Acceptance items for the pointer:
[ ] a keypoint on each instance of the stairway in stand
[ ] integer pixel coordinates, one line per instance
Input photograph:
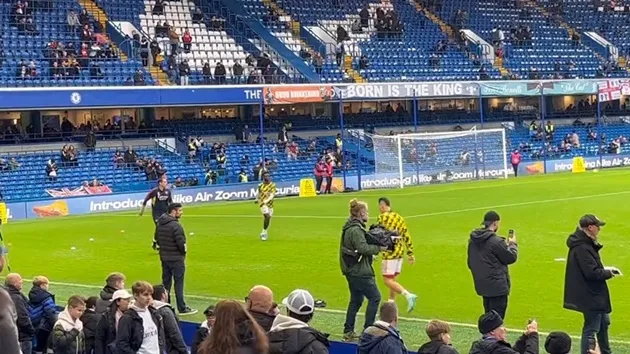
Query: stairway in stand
(450, 33)
(97, 13)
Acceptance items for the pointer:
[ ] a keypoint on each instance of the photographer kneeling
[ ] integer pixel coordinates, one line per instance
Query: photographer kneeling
(356, 257)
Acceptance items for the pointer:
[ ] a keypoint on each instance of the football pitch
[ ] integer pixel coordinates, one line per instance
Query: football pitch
(226, 257)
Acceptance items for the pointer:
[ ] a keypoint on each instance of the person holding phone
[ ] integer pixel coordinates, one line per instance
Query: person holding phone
(488, 259)
(585, 287)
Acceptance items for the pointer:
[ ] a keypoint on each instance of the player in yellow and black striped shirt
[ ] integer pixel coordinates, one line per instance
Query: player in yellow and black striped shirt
(266, 193)
(393, 260)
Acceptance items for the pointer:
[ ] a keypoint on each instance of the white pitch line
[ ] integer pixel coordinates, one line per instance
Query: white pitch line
(333, 311)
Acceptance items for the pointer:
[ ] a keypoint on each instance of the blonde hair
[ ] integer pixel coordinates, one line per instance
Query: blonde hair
(356, 208)
(435, 328)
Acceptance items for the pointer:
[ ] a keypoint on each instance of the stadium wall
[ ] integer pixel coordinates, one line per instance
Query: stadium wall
(234, 192)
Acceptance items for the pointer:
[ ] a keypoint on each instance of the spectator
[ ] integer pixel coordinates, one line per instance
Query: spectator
(494, 339)
(219, 73)
(90, 321)
(42, 311)
(187, 39)
(184, 71)
(439, 333)
(73, 21)
(140, 327)
(382, 336)
(558, 343)
(260, 305)
(108, 325)
(172, 335)
(67, 336)
(204, 329)
(291, 333)
(113, 283)
(234, 331)
(26, 331)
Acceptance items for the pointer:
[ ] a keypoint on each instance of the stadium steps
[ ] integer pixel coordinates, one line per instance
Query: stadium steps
(97, 13)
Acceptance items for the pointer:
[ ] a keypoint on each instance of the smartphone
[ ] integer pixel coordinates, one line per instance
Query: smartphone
(592, 343)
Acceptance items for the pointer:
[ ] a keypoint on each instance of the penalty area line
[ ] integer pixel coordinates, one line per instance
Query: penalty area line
(333, 311)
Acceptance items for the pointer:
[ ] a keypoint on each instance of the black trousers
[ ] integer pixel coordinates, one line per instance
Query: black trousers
(497, 303)
(318, 183)
(174, 270)
(361, 288)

### Problem to solve
Omit the pictures, then quote the rest of the material above exactly.

### Answer space
Acceptance items for the pointer:
[ ] a keypoint on each instance of the stairway in stand
[ ] integer pixel coordinates, one line per instance
Input photograph:
Query: stairway in stand
(450, 33)
(97, 13)
Acceptance items for the pointer:
[ ] a keypoint on each instance of the photographer kneeling
[ ] integer pixel coordinates, one line per instance
Query: photographer kneeling
(356, 257)
Acceptance items for the pointer:
[ ] a keypoint on each instance of the football pitch
[ ] integer pixel coordinates, one line per instance
Query: football pitch
(226, 257)
Acceptance items for the pointer:
[ ] a keypoint on each instance of the person holding phone
[ ] integer pixel coordinates, one line per instance
Query: person holding phone
(488, 259)
(585, 287)
Acceptance items for the pointer:
[ ] a keypoint on each instance of the player in yellow and black striped shirt
[ ] integer pixel coordinates, one line per instance
Query: player in yellow and black striped shirt
(266, 193)
(393, 260)
Acceptance items for the pointer:
[ ] a keypoint on each instance of the white pitch line
[ ] integer pixel coordinates, one line per instance
Query: white pitch line
(333, 311)
Acceptance items for the pointer:
[ ] a keypoint on each instance of the blonde hair
[ ] integer pixel coordinates, one line per instance
Query: blonde hair
(356, 208)
(435, 328)
Acceptance items for the pointer:
[ ] a keypoint on each instance of the stadium wall
[ ] integer pixel coordinates, one line per instance
Query: stadium wall
(234, 192)
Acceptance items for the pointer:
[ ] a keypoint on each instance of the spectator
[ ] integer pixel coordinates, one line per instance
Query: spectator
(494, 339)
(219, 73)
(90, 321)
(42, 311)
(187, 39)
(184, 71)
(439, 333)
(73, 21)
(140, 327)
(382, 336)
(558, 343)
(260, 305)
(108, 325)
(172, 335)
(67, 336)
(204, 329)
(291, 333)
(113, 283)
(234, 331)
(26, 331)
Acceptance items for the pointer:
[ ] a keypoint on each instance of the stadium steps
[ ] integer pixel coordinates, one line per instance
Query: stadium steps
(97, 13)
Acceptance items for the pointer:
[ ] a keypoint on each instance of the smartphone
[ ] integer pixel coordinates, one line per instance
Query: smartphone
(592, 343)
Acceptance items for the pointer:
[ ] a keypoint on each instance of the penalty area line
[ ] integer pixel coordinates, one line per instance
Query: penalty area line
(333, 311)
Acceptance items for the pointer:
[ ] a keypoint on each instance of the black trousers
[ ] integer pixel coordinates, one line per instance
Query: black trousers
(497, 303)
(318, 183)
(174, 270)
(361, 288)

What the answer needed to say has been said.